**PROBLEM TO SOLVE:**
Rewrite all of the records below as a numbered list, one line per item, skipping any blank lines and leaving out the pictures.

================

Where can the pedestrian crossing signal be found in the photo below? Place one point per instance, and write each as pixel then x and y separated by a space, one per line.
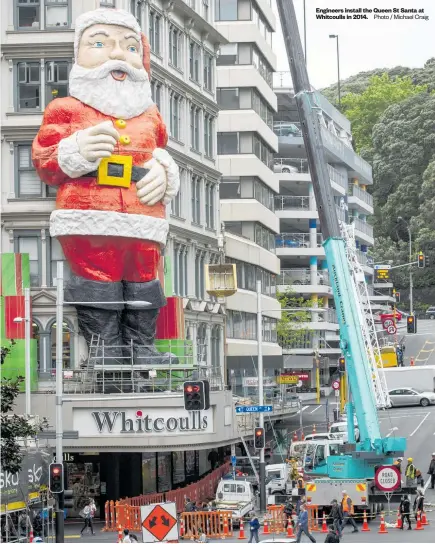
pixel 411 324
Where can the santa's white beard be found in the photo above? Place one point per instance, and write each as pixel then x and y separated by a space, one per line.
pixel 122 99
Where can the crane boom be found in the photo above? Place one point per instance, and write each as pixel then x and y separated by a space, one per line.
pixel 372 446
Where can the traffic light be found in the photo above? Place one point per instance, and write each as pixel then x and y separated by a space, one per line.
pixel 56 477
pixel 411 324
pixel 196 395
pixel 259 438
pixel 341 364
pixel 421 260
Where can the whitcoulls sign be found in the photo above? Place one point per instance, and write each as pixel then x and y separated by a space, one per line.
pixel 145 421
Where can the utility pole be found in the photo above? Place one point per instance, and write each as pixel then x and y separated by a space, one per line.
pixel 261 396
pixel 60 532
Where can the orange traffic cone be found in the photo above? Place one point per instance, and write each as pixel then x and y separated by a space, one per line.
pixel 424 519
pixel 382 527
pixel 419 526
pixel 266 528
pixel 399 521
pixel 365 527
pixel 324 525
pixel 242 531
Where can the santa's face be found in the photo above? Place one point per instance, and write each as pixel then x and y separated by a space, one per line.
pixel 109 74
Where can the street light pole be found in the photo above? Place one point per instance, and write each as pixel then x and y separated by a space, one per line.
pixel 261 396
pixel 335 36
pixel 27 325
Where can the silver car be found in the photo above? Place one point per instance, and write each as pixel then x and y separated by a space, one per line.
pixel 409 396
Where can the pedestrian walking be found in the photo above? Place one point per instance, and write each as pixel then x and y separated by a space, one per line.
pixel 336 516
pixel 410 472
pixel 405 510
pixel 431 471
pixel 254 526
pixel 348 512
pixel 332 536
pixel 87 514
pixel 418 503
pixel 302 526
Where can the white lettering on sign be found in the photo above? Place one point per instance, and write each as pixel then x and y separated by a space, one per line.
pixel 122 422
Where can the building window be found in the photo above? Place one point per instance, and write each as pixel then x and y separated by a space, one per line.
pixel 156 93
pixel 199 275
pixel 30 242
pixel 28 184
pixel 194 60
pixel 194 127
pixel 208 136
pixel 154 33
pixel 175 115
pixel 209 205
pixel 208 71
pixel 29 86
pixel 56 14
pixel 180 269
pixel 56 256
pixel 28 14
pixel 175 54
pixel 196 199
pixel 56 79
pixel 176 207
pixel 228 143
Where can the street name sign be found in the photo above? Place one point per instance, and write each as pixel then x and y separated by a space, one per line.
pixel 387 478
pixel 253 409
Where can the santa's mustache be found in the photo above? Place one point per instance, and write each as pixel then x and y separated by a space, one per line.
pixel 101 72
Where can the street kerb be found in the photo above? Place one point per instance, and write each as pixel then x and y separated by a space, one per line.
pixel 159 522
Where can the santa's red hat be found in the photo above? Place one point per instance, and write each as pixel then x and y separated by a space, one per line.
pixel 107 16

================

**ANSWER TO THE PROBLEM:**
1. Where can the pedestrian crossing signal be found in the photo below? Place one point per instance, and write each as pixel then x and y separated by a space, one per line.
2. pixel 411 324
3. Where can the santa's white beard be found in the photo above? Place one point per instance, and write each as pixel then x and y separated by a space, one per line.
4. pixel 122 99
5. Where can the crane boom be found in the photo above? Place one point per instance, and write each as pixel then x and y separated by a space, one per line.
6. pixel 372 446
7. Where can the traffic light be found in the photo above? Place one point per instance, and write each as pixel then x and y separated by a space, one per line.
8. pixel 56 477
9. pixel 411 324
10. pixel 196 395
11. pixel 259 438
12. pixel 341 364
13. pixel 421 260
14. Where can the whitcoulls sign be found in the photo above? Place one point per instance, and write each as pixel then x and y separated by a space, one per line.
15. pixel 145 421
16. Where can the utility pole be found in the photo above? Place one point per instance, and write each as pixel then x and y separated by a space, one per line.
17. pixel 261 396
18. pixel 60 532
19. Where can the orange traffic cone be found in the photo above? Place one point per instance, and write each as pixel then x and y separated by a space, one per line.
20. pixel 424 519
21. pixel 382 527
22. pixel 419 526
23. pixel 266 528
24. pixel 399 521
25. pixel 365 527
26. pixel 324 525
27. pixel 242 531
28. Where can the santa's face be found in the photo above? Place one point per instance, and write each as pixel then x and y separated by a space, one per line.
29. pixel 109 74
30. Where can the street light pole be found in the photo above? Place one point per instance, and write each as pixel then x and y separated by a space, one per line.
31. pixel 261 396
32. pixel 335 36
33. pixel 27 325
34. Where can the silver car be found in the photo above? Place one point per instance, and write each as pixel then x and y separated by a space, one per line.
35. pixel 409 396
36. Where can the pedestrian walking be found in the photo above? Place one point per instance, and write each as pixel then x and y separated by a space, one per line.
37. pixel 336 516
38. pixel 410 472
39. pixel 405 510
40. pixel 431 471
41. pixel 254 526
42. pixel 348 512
43. pixel 332 536
44. pixel 87 514
45. pixel 418 503
46. pixel 302 526
47. Where can the white lettering on sign be found in the photo above? Place one point per instance, and write each as pixel then x and y separated by a space, one per line.
48. pixel 122 422
49. Where can the building window be found in the photo above? Place one point per instance, and write each as pixel then x and y separated by a space, one per line.
50. pixel 156 93
51. pixel 199 275
52. pixel 30 242
53. pixel 28 184
54. pixel 194 60
55. pixel 194 127
56. pixel 208 136
57. pixel 154 33
58. pixel 175 115
59. pixel 209 205
60. pixel 208 71
61. pixel 29 86
62. pixel 56 14
63. pixel 180 269
64. pixel 56 256
65. pixel 28 14
66. pixel 175 54
67. pixel 196 199
68. pixel 56 79
69. pixel 176 207
70. pixel 228 143
71. Where can the street name sign be found in the photo above? Place one point per instance, and write each as pixel then x and y separated by a space, one per line.
72. pixel 387 478
73. pixel 253 409
74. Where can the santa's mustache be found in the photo above? Place one point per instance, and write each as pixel then x and y separated by a space, one per line.
75. pixel 101 72
76. Where can the street kerb be found in the photo above? Place one point per instance, and write each as pixel then x and y separated by a space, one per line.
77. pixel 159 522
78. Where can the santa's red hat be found in the photo above? Place one point per instance, and write each as pixel then x and y separated by a space, one per line.
79. pixel 107 16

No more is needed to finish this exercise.